== Stated task ==
Write out all of the lines below word for word, with the pictures left out.

Rows taken from a pointing dataset
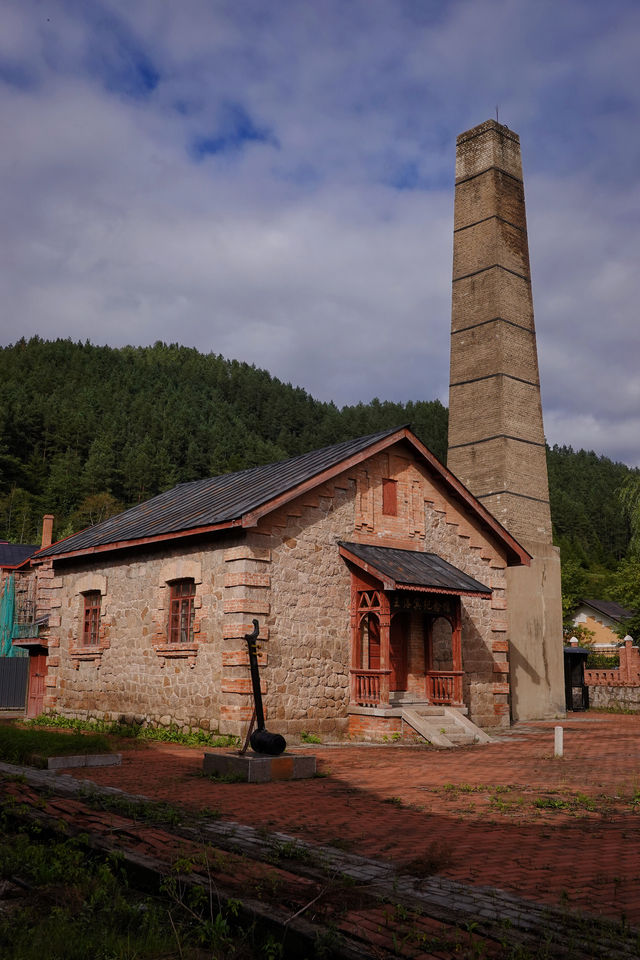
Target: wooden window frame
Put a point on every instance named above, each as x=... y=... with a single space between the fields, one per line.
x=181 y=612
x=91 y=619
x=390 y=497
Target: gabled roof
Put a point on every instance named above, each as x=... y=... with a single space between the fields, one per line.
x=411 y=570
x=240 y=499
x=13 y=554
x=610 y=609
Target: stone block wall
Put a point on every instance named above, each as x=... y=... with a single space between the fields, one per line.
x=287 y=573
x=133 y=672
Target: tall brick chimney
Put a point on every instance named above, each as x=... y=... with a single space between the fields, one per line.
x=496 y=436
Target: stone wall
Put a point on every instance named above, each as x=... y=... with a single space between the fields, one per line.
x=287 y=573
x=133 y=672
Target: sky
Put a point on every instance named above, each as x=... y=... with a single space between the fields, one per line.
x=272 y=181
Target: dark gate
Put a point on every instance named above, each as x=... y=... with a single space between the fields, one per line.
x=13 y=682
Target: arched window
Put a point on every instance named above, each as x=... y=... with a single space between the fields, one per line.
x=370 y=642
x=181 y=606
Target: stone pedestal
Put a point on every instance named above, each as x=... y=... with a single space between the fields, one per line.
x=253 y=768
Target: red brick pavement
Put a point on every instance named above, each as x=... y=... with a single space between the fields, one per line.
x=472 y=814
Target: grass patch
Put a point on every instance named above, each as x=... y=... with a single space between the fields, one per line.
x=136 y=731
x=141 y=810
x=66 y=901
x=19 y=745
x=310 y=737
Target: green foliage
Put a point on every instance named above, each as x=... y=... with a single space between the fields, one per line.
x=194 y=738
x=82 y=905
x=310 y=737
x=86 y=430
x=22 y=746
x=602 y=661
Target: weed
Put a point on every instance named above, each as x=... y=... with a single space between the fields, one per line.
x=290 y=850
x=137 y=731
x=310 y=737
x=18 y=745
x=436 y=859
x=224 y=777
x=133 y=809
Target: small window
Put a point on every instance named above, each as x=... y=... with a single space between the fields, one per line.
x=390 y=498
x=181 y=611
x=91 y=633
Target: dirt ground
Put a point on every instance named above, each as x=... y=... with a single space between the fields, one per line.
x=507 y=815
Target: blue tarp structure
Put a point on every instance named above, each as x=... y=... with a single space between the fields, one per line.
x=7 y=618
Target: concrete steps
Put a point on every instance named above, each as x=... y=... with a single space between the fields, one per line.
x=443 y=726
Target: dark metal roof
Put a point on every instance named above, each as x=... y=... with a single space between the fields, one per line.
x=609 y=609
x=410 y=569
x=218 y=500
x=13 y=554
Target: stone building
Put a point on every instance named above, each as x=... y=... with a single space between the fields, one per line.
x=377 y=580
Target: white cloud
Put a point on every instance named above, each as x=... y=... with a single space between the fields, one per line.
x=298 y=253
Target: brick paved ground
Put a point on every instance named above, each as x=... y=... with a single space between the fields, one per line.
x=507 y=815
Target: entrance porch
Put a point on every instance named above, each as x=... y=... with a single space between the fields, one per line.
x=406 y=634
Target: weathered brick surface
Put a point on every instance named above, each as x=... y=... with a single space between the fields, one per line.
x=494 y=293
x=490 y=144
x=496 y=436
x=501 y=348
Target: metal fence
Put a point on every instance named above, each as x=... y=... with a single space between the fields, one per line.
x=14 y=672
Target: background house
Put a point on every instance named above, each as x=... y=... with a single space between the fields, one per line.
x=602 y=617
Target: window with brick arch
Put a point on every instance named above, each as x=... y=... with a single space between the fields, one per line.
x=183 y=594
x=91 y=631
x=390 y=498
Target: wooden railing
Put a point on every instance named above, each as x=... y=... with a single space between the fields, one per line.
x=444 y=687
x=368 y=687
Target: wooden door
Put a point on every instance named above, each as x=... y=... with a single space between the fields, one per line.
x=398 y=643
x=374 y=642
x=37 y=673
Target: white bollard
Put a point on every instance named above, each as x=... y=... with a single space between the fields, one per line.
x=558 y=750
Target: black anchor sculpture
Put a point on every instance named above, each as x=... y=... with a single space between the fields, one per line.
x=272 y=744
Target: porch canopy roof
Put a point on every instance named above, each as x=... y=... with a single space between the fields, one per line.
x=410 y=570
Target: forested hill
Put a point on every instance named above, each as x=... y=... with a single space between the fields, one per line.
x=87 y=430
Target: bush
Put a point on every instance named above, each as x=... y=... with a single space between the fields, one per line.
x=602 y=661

== Result of the task ==
Target: wooden window frame
Put a point on every instance named above, each as x=... y=... with a single space between the fields, one per line.
x=181 y=612
x=91 y=619
x=390 y=497
Target: gabled roof
Put a point on every instance named above, each as x=... y=... with a single space between the fields, one per line.
x=411 y=570
x=240 y=499
x=13 y=554
x=610 y=609
Target: stone block wall
Put a point on every instance named above, each as x=... y=... with a single space between the fields, one per line.
x=287 y=573
x=133 y=672
Target: tall brick chimney
Put a point on every instance named above, each as x=... y=... with a single space between the fields, one per line.
x=496 y=436
Target: stone wall
Put a point on every instance named above, each as x=... y=... with a single space between the fields, one per line.
x=287 y=573
x=133 y=672
Target: sky
Put a point on every instance named above, each as x=... y=... with a single space between the fields, one per line.
x=272 y=181
Target: dark gate
Put a point on every instance named above, each as x=... y=... with a single space between the fields, one per line.
x=13 y=682
Target: arched window
Put a point on every instance named above, each as x=... y=... with a single space between the fields, one per line.
x=370 y=642
x=181 y=606
Target: stone pedestal
Put a point on every instance named above, each as x=... y=... with a single space between the fields, one per line.
x=253 y=768
Target: red brick pavement
Put a point on every instance named above, each as x=... y=... with a single space between the fields, one per line.
x=472 y=814
Target: grass patch
Put a point on every instance named above, each as x=... y=... with a single space between the fields, one per line.
x=136 y=731
x=141 y=810
x=66 y=901
x=19 y=745
x=310 y=737
Target: green foliage
Put a point on every instance named above, each as x=... y=... with a single space between the fields, one per line.
x=194 y=738
x=82 y=905
x=310 y=737
x=86 y=430
x=22 y=746
x=602 y=661
Target: weed
Put a point on every instance named above, each as x=... y=... with a single space between the fields, one per line.
x=290 y=850
x=137 y=731
x=310 y=737
x=18 y=745
x=436 y=859
x=224 y=777
x=133 y=809
Target: small window
Put a point on every instance named above, each as x=... y=... with a single space between the fields, one per line.
x=390 y=498
x=181 y=611
x=91 y=633
Target: dirt ground
Put a point on every instance named above, each as x=... y=... with a single space between the fields, one per line.
x=507 y=815
Target: blue tarp structure
Put a point on every instance named above, each as x=... y=... with a single space between the fields, one per line.
x=7 y=618
Target: concrete steps
Put a point on every instance named above, each as x=... y=... with a single space between the fields, one per line.
x=443 y=726
Target: dark metal roof
Put a point on every instance named above, each as x=... y=... with a single space between the fields, one per line.
x=609 y=609
x=410 y=569
x=218 y=500
x=13 y=554
Target: stone building
Put a point on every instance named above, each as x=... y=... with a single space between the fields, one per line.
x=377 y=580
Target: white cloud
Put a point on every instance named above, each as x=... y=... with a single space between the fields, one per line.
x=298 y=253
Target: brick paved ground
Put a point on every instance named above, each as x=... y=... with a single space between the fields, one per line.
x=507 y=815
Target: entrance porch
Put a point on every instance named above, each as x=... y=... with a single space between the fields, one per line.
x=406 y=634
Target: weathered brick surface
Put a point on every instance named above, each as x=... y=... with a single space between the fields, one per line.
x=494 y=293
x=490 y=144
x=496 y=436
x=501 y=348
Target: metal fence
Put a point on every instance named above, each as x=... y=... with a single space between the fields, one per line.
x=14 y=672
Target: background house
Put a point on every instance named above, each as x=... y=... with a single space between the fields, one per line.
x=602 y=617
Target: window with brick arch
Put a point on every instance named above, each as x=... y=... with a single space between the fields, one per line.
x=183 y=594
x=91 y=631
x=390 y=498
Target: wooden railing
Put a point on every instance named above, each as x=... y=... with a single space between the fields, one per line.
x=444 y=687
x=368 y=687
Target: wooden door
Put a point on every instance named above, each as x=... y=... with a single space between the fields, one per line.
x=398 y=643
x=374 y=642
x=37 y=673
Target: white bollard
Put a point on every instance named above, each as x=... y=... with a single space between the fields, one per line.
x=558 y=750
Target: black anchor sculpture
Put a point on every instance named above, each as x=... y=... with a single space between the fields, one per line.
x=272 y=744
Target: porch canopy roof
Put a point on every instance named above, each as x=... y=... with a single space between the fields, one per line.
x=410 y=570
Target: forested hill
Put a point on every instance named above, each as x=... y=... with a single space between the fields, one per line.
x=87 y=430
Target: bush
Put a point on every instance named above, each as x=... y=... with a single space between the fields, one per line.
x=602 y=661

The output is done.